- _Dataset records_
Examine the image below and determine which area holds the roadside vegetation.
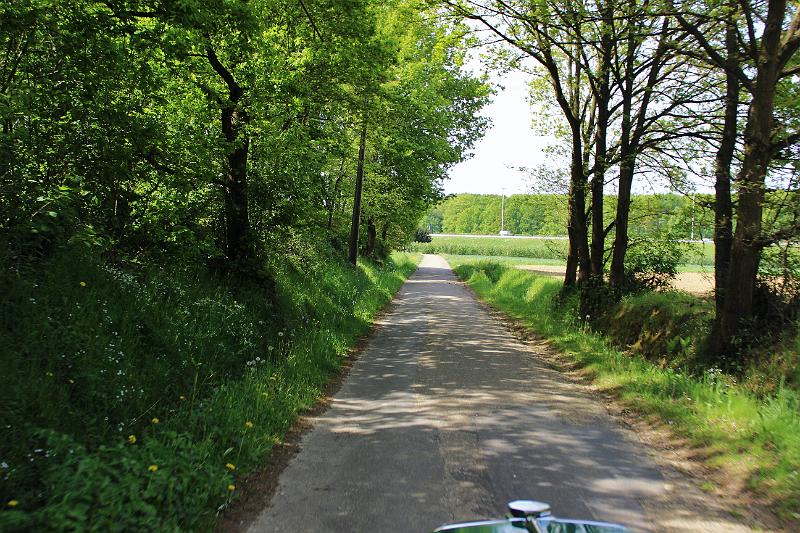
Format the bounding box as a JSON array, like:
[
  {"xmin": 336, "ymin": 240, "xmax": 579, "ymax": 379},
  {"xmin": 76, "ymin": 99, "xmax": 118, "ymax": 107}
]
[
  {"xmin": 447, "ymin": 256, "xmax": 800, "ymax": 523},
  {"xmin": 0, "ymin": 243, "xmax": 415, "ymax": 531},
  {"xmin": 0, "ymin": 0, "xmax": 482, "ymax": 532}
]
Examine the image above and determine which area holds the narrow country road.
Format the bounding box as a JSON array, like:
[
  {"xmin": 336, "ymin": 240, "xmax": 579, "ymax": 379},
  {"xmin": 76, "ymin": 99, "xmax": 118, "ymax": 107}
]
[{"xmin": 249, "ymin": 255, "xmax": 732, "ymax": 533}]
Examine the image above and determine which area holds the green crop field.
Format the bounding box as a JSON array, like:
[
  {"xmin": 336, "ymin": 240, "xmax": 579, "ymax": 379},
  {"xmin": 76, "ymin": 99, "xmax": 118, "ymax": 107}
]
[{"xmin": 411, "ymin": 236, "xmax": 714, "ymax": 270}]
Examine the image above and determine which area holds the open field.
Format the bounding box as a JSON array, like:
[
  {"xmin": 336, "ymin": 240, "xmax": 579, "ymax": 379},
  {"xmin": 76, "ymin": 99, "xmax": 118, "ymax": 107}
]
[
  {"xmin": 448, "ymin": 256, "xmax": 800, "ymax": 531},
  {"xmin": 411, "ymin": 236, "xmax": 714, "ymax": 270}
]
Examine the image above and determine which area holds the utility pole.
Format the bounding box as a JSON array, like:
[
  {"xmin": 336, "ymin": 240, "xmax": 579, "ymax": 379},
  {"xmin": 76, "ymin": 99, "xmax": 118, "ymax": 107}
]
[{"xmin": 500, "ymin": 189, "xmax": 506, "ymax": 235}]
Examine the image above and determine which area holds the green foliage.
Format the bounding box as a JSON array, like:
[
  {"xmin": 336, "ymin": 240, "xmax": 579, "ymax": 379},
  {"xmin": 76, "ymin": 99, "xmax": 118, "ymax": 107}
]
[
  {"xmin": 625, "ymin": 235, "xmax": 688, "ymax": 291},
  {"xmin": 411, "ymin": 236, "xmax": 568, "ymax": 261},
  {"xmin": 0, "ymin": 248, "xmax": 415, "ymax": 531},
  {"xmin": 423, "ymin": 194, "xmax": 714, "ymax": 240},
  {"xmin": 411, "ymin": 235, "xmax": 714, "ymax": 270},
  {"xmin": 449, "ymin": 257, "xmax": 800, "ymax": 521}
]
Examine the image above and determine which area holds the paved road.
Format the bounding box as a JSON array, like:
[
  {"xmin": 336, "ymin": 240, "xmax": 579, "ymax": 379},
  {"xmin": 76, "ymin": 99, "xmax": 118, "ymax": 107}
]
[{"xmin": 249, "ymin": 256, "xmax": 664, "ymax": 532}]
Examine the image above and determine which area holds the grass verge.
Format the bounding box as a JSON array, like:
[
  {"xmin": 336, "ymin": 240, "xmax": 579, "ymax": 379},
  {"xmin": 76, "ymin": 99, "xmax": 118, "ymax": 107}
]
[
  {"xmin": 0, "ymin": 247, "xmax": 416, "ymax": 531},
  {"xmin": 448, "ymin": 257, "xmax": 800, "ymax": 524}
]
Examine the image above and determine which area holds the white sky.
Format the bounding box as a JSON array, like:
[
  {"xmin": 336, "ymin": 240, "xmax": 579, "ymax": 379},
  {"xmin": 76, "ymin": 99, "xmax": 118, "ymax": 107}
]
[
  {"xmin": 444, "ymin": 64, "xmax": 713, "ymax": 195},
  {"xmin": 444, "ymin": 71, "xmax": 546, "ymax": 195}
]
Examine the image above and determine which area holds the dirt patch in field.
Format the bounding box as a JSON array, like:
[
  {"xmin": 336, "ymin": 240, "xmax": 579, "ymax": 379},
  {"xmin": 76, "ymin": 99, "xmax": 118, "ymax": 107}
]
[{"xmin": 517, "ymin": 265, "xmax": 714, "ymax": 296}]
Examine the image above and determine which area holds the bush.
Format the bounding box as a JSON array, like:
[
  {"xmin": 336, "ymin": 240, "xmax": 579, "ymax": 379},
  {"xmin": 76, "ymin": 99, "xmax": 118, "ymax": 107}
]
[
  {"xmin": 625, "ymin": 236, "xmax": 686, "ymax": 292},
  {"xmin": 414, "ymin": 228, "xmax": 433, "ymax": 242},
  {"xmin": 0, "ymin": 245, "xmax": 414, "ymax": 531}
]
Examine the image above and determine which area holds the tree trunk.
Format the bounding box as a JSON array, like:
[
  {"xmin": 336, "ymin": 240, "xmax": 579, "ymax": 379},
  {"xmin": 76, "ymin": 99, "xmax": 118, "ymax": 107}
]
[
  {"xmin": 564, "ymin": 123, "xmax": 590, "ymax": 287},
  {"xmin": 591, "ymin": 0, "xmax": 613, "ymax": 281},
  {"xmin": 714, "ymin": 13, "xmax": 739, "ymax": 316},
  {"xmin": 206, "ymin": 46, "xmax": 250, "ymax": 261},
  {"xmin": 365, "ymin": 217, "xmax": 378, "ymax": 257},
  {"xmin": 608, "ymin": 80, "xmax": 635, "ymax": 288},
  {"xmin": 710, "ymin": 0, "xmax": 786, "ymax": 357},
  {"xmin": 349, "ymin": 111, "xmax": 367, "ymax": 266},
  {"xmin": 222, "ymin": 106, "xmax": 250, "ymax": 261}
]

- _Brief_
Extract every line of the data above that contains the word "green", matching case exactly.

- _Finished answer_
Examine the image above and determine which area holds the green crop field.
Examine the image above and determine which area holds the green foliage.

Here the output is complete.